Look at the entries below and reproduce them exactly.

### MATERIAL SHOWN

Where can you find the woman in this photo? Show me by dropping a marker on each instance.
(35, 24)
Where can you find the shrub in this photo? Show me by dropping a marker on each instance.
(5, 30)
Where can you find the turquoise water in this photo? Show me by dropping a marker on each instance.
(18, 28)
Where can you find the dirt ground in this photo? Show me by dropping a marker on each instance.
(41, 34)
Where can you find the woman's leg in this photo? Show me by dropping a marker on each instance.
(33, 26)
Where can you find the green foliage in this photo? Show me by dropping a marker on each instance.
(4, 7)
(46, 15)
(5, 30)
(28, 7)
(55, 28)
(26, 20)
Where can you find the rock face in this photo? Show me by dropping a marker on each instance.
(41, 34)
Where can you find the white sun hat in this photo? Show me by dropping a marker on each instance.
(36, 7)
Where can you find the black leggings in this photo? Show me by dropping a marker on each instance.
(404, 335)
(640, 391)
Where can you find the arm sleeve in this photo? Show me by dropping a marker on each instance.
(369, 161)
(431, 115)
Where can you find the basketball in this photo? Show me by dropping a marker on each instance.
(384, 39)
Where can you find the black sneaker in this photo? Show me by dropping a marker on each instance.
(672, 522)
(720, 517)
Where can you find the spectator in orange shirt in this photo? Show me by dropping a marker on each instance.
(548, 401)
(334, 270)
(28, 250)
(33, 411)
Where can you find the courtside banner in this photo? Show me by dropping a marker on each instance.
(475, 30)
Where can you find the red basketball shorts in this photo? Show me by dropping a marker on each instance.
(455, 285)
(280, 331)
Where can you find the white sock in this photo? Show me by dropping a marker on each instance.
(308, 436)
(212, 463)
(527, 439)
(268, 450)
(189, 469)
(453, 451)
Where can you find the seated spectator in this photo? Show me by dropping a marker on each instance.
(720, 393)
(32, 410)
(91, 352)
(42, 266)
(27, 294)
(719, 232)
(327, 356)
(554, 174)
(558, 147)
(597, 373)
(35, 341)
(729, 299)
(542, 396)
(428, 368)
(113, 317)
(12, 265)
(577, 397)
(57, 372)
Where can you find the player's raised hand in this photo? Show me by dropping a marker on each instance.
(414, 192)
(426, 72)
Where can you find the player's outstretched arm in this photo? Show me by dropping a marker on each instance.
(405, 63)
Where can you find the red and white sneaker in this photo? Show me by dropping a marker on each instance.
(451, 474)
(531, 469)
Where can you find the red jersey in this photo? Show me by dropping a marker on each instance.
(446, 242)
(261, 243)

######

• **REPLY**
Where can you find the woman in this photo? Show me by dropping a marker on each instance.
(35, 24)
Where can you find the shrub in this photo? Show me by dropping a marker on each instance.
(5, 30)
Where can you find the turquoise water in this photo? Show me by dropping a marker on each instance.
(18, 28)
Where can you find the dirt ground in this photo? Show me by dropping a marker on each instance.
(41, 34)
Where can you find the woman's leg in this photo? Show me by dropping a marker on each instance.
(33, 26)
Where can you find the green foliage in this photo? Show me by dropping a marker on each instance.
(4, 7)
(46, 15)
(5, 30)
(28, 7)
(55, 28)
(26, 20)
Where can you find the rock face in this photo? Show me by dropping a marker on each instance.
(41, 34)
Where can you find the white sun hat in this photo? Show me by dropping a marker on each instance.
(36, 7)
Where can you find the black leggings in this photo? Show me by dropping a marker on each instance.
(404, 335)
(640, 391)
Where can you find the arm sleeve in this photo? Show me by dropping a marker on each instance.
(369, 161)
(431, 115)
Where can you find the basketball in this photo? Show me by dropping a marker on each instance.
(384, 39)
Where can you find the black sneaker in this photo? Show me by dropping a marker on each instance.
(672, 522)
(720, 517)
Where can you find the spectator in orange shirt in this photo? Show me by dropping a marker on each instance.
(548, 401)
(334, 270)
(28, 250)
(33, 411)
Where can you find the courtside banner in this photo? Show me by dropping a marker on each instance.
(475, 30)
Where can you find the red basketball shorts in this photo? Show me by dropping a marker on each instance.
(455, 285)
(280, 331)
Where can you find the white sock in this photo? Show me by dropping a marker on each instance.
(308, 436)
(212, 463)
(527, 439)
(268, 450)
(189, 469)
(453, 451)
Where can you find the seated spectator in this photo? Show me by dropping a marker on each instance.
(720, 393)
(32, 410)
(91, 352)
(42, 266)
(27, 294)
(719, 232)
(327, 356)
(554, 174)
(558, 147)
(597, 373)
(35, 341)
(729, 299)
(542, 396)
(428, 368)
(113, 317)
(12, 265)
(577, 397)
(57, 372)
Where can you find the player's raised hand in this photo? Show me by dropping a marker on each instance.
(414, 192)
(426, 72)
Where can you find the player's outstretched arm in this photo? Show me by dropping a marker on each instance.
(405, 63)
Where can you find the red and white sneaker in this photo? Show me by dropping a marker on each instance.
(451, 474)
(531, 469)
Where can you find the red jersey in this photo? Show me by dropping a marker on each instance.
(446, 242)
(261, 243)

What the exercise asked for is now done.